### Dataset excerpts
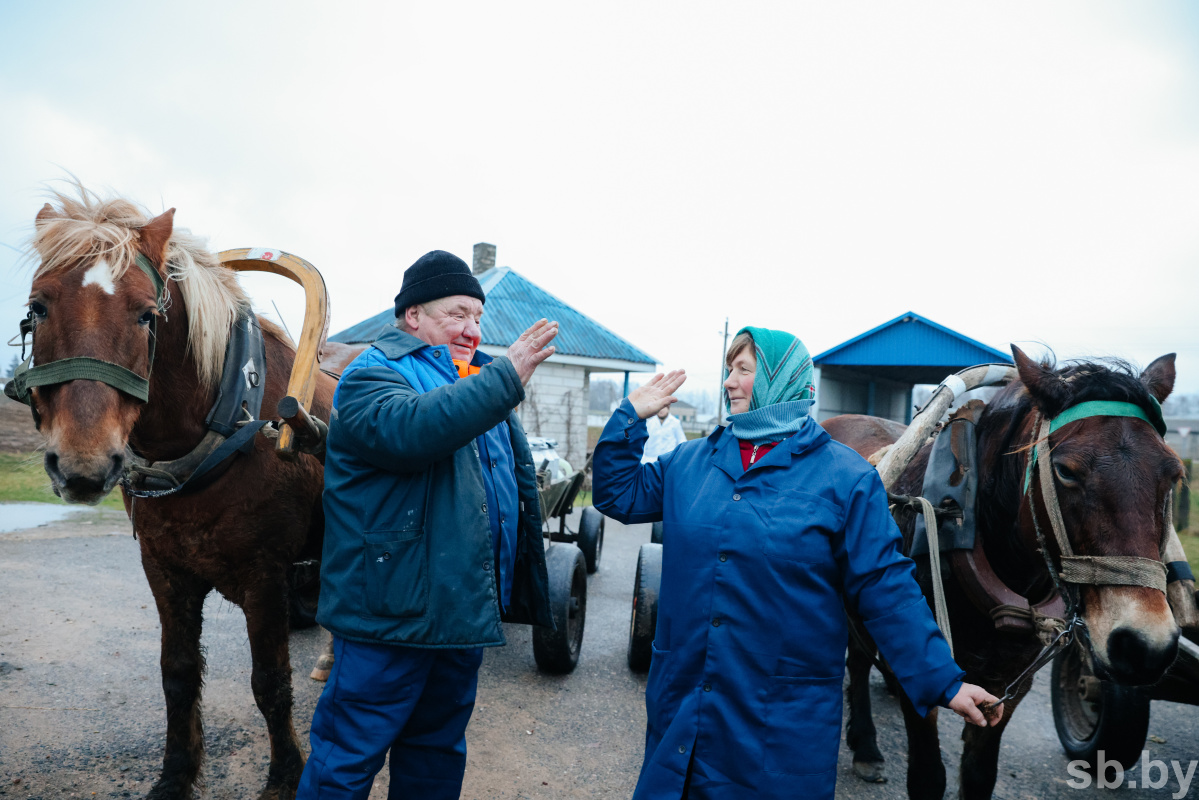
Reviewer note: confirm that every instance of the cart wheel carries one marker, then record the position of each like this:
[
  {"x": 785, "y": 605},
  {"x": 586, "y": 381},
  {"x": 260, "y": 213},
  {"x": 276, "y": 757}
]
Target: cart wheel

### WHAT THE TASK REQUIRES
Please keep every line of the data the same when you reproduce it, and keep every picture out.

### RESULT OF THIS TASK
Reviewer note: confirm that every instance of the cart wheel carries one marker, then record the position of each like this:
[
  {"x": 785, "y": 605},
  {"x": 586, "y": 381},
  {"x": 260, "y": 213},
  {"x": 276, "y": 757}
]
Target: cart wheel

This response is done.